Учебный текст:
Читаем Том 2. Статьи и фельетоны 1841–1846. Дневник полностью

Вчера явился ко мне знакомиться профессор Казанского университета Григорович, – отрадно уж самое юношески благородное желание изъявить свою симпатию людям – как сказать – людям движенья. Но еще отраднее видеть профессора славянских языков в Казани, твердо смотрящего на свой предмет с течки зрения современной науки. Мне дорого было и его внимание, и узнать, что за Волгой есть такой благородный представитель гуманизма.

Разговор с Гр<ановским> о личном положении моем, нашем всегда оставляет мрачное расположение. А впрочем, подчас кипят надежды. Nein, nein, es sind keine leere Tr"aume![251] Нет достаточно веры, оттого нет достаточно резигнации. Хочется насладиться жизнию, отдохнуть от прошлых ударов, в то время как следовало бы самоотверженно исполнить долг. Конечно, мы приносим хоть малую, но приносим пользу.

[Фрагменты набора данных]
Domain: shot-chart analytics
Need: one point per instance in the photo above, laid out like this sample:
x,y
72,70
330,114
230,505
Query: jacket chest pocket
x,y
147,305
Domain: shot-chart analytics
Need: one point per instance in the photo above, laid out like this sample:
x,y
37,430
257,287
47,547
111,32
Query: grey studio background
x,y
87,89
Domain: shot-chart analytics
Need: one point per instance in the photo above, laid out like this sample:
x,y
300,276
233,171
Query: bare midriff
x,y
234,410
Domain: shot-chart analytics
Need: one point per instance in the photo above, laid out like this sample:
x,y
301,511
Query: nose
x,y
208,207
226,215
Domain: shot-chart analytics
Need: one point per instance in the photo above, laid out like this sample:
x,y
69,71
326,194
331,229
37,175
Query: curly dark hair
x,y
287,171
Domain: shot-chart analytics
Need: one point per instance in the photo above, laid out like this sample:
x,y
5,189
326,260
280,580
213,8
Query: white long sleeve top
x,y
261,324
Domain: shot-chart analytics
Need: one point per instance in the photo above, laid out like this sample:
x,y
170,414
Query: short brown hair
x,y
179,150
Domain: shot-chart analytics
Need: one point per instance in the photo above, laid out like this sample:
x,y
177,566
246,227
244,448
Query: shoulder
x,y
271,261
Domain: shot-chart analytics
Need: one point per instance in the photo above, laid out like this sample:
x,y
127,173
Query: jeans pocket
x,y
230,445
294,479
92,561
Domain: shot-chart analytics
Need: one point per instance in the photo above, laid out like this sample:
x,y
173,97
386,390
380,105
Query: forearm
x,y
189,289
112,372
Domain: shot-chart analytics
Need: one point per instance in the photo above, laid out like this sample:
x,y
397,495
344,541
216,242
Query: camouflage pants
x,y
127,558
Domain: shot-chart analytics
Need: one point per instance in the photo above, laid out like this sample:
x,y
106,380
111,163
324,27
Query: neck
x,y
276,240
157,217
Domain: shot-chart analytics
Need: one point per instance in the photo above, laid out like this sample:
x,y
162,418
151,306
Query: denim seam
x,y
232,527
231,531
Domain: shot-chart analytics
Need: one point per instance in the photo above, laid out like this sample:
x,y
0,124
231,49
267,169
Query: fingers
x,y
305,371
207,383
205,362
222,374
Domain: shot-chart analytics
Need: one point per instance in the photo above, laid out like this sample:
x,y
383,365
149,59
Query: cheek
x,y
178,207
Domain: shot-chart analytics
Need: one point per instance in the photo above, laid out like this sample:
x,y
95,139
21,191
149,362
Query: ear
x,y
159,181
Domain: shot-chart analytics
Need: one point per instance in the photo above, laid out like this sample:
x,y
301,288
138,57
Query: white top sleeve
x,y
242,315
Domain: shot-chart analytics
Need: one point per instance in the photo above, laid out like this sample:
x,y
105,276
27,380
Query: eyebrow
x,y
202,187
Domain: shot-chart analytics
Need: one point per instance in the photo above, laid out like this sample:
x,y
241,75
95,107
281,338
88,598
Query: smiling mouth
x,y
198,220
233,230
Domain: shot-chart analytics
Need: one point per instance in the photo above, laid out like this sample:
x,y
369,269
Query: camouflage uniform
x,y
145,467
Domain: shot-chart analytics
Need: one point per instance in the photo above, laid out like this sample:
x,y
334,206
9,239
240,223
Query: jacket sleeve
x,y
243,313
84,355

Ваша задача:
Объясните по дневнику, почему в нем говорится, что «нет достаточно резигнации». Записи представляют собой отдельный материал.

Ответ к заданию:
Резигнации недостаточно потому, что недостаточно веры: в дневнике сказано «Нет достаточно веры, оттого нет достаточно резигнации».